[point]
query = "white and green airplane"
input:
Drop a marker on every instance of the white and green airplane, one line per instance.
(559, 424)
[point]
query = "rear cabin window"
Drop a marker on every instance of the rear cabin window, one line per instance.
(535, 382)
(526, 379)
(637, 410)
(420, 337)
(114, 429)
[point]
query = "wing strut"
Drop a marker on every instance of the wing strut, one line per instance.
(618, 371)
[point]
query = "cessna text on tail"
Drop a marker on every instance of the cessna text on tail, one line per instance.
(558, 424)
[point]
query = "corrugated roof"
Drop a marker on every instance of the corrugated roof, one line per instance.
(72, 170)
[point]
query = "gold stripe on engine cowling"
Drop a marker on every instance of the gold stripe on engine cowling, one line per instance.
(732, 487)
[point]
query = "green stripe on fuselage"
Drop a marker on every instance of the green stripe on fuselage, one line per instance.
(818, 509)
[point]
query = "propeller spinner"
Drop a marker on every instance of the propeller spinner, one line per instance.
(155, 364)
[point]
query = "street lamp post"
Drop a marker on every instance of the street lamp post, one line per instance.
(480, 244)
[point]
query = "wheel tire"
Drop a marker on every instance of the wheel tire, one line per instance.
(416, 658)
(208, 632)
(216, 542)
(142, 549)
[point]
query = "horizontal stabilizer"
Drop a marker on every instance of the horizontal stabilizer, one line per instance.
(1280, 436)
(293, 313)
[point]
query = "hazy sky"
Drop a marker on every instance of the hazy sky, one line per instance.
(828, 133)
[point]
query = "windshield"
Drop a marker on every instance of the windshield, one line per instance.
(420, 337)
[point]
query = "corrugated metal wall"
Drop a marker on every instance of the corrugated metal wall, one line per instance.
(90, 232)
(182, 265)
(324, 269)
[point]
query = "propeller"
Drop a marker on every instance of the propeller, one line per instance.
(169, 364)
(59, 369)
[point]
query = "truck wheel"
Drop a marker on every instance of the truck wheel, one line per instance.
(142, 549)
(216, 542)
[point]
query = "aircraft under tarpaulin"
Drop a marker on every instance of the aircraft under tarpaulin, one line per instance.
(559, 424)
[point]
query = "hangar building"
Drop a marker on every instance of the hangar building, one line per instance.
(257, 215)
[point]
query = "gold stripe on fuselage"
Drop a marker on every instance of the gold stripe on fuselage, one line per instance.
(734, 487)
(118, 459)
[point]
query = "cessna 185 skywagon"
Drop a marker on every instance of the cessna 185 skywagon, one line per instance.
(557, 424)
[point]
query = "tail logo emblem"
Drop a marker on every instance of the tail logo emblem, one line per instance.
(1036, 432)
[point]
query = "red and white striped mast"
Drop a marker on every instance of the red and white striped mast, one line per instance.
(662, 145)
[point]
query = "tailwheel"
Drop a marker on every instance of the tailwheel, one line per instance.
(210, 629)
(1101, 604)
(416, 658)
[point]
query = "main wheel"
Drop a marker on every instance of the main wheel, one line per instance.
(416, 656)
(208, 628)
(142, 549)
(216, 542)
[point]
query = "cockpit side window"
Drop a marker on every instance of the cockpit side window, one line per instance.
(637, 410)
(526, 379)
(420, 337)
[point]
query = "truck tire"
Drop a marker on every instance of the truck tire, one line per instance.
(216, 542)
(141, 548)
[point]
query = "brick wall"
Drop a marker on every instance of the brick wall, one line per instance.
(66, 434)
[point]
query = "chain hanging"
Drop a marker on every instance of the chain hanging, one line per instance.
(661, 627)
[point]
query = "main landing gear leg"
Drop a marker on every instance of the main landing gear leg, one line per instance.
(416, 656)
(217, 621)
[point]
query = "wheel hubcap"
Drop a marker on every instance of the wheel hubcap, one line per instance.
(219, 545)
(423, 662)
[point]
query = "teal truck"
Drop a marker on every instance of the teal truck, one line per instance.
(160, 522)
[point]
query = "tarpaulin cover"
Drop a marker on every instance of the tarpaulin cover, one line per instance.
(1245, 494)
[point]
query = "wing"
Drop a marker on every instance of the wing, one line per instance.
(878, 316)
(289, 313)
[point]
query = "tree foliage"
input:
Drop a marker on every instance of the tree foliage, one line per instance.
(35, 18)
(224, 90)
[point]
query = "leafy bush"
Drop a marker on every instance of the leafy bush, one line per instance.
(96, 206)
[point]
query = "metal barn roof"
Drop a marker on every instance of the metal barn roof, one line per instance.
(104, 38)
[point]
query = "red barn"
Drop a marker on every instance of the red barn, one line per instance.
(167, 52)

************

**GIVEN REQUEST**
Quote the material exactly, leaving nothing out.

**RESULT OF THIS EXERCISE**
[point]
query = "white and green airplane"
input:
Drop a marker on every instance of the white and green airplane, one line per instance.
(559, 424)
[point]
query = "rear cabin window"
Drop a marker on every instance of the rear cabin window, one line per instance.
(535, 382)
(526, 379)
(637, 410)
(420, 337)
(114, 429)
[point]
query = "wing strut"
Drop a marker on every instance of the wing strut, one line per instance.
(618, 371)
[point]
query = "cessna text on tail"
Drop a marker on every instance of the cessna text on tail, one line per instance.
(558, 424)
[point]
query = "corrugated roof"
Drop a marker on every instance of the corrugated roof, one line per instance.
(72, 170)
[point]
query = "gold stripe on engine cowling"
Drop a marker on every instance of the gold stripe on engine cowling, one line per instance.
(732, 487)
[point]
query = "green stripe on fuselage"
Drop a marker on every instance of the green stripe on fuselage, one line per instance.
(818, 509)
[point]
query = "propeller spinner"
Drop a marker on every instance of the propeller spinner, one line per instance.
(155, 364)
[point]
query = "street lamp post"
Drop a marker on every instance of the street lamp post, one line per instance.
(480, 244)
[point]
query = "wheel tire"
Drop a marker on every instance of the wheel tire, one line per instance.
(416, 658)
(208, 632)
(216, 542)
(142, 549)
[point]
query = "horizontal stabilizer"
Drop a marker on every instance of the horizontal stabilizer, one line per instance.
(1280, 436)
(293, 313)
[point]
query = "hazy sky"
Drop a marker on every instance of the hazy sky, one line per instance.
(828, 133)
[point]
query = "windshield"
Drop a marker on every instance of the windshield, one line per instance.
(420, 337)
[point]
query = "corrugated metal wall"
Drop a marker on every instance of the corrugated metal wall, one line per instance.
(90, 232)
(182, 265)
(324, 269)
[point]
query = "propeller"
Drop a marker on every instance of the propeller, one line per instance.
(169, 364)
(59, 369)
[point]
query = "truck wheel"
Drop a marker on every instance of the truck wheel, one line per instance.
(142, 549)
(216, 542)
[point]
query = "aircraft under tarpaulin"
Drop a marker on every instance of the aircraft under tarpaulin, one line per instance.
(559, 424)
[point]
query = "hangar building"
Drop a marker on every instance of the hangar building, one line per instance.
(257, 215)
[point]
query = "gold stripe on fuselage"
Drop a marker on every instance of the gold stripe on fuselage, one line per instance.
(734, 487)
(118, 459)
[point]
query = "cessna 185 skywagon"
Drop a marker on every instance of the cessna 185 skywagon, one line per instance.
(557, 424)
[point]
query = "tail logo emblem"
Drop a marker on every instance of the tail logo emblem, one line per instance.
(1036, 432)
[point]
query = "red and white striped mast"
Drop a marker on every instance of the red and white striped mast, one line per instance.
(662, 145)
[point]
query = "tailwheel"
Drop a marker on every instance of the tailwheel, one line per instance.
(210, 629)
(1101, 604)
(416, 658)
[point]
query = "main wheel"
Drop a marker on every instance of the main wheel, one line per instance.
(416, 656)
(208, 628)
(142, 549)
(216, 542)
[point]
query = "cockpit side window"
Drop a marker on every instance of the cockpit side window, one line per instance.
(637, 410)
(526, 379)
(420, 337)
[point]
query = "truck tire"
Drop a marker on every instance of the truck tire, one line per instance.
(216, 542)
(141, 548)
[point]
query = "brick wall"
Drop a marker on every instance of the brick wall, one line per instance.
(66, 434)
[point]
query = "chain hanging"
Drop a marker on every instance of the chain hanging, one line per instance.
(661, 627)
[point]
query = "main landing gear leg"
Drop a marker on every instance of the main landing gear leg, one line per instance.
(416, 656)
(217, 621)
[point]
query = "wheel hubcap"
Drop a marker on every instance of the wheel hubcap, one line per instance.
(219, 545)
(423, 662)
[point]
query = "teal truck"
Drop a marker on every instance of the teal truck, one line per instance.
(160, 522)
[point]
query = "tarpaulin cover"
Drop a marker on every instance of the tarpaulin cover, one line per instance.
(1245, 494)
[point]
query = "wing"
Drop a marker on every instance of the wing, one line per instance.
(878, 316)
(289, 313)
[point]
query = "tree foliage"
input:
Drop a marker on every instance of the tree foliage, one line per instance.
(35, 18)
(224, 90)
[point]
query = "leafy bush"
Drop a marker on every instance of the leafy bush, one line per instance.
(96, 206)
[point]
query = "metal barn roof"
Drop a marker on every instance of the metal barn roof, one line per instance.
(104, 38)
[point]
query = "red barn"
Drop a marker on every instance of the red barn, one line per instance.
(167, 52)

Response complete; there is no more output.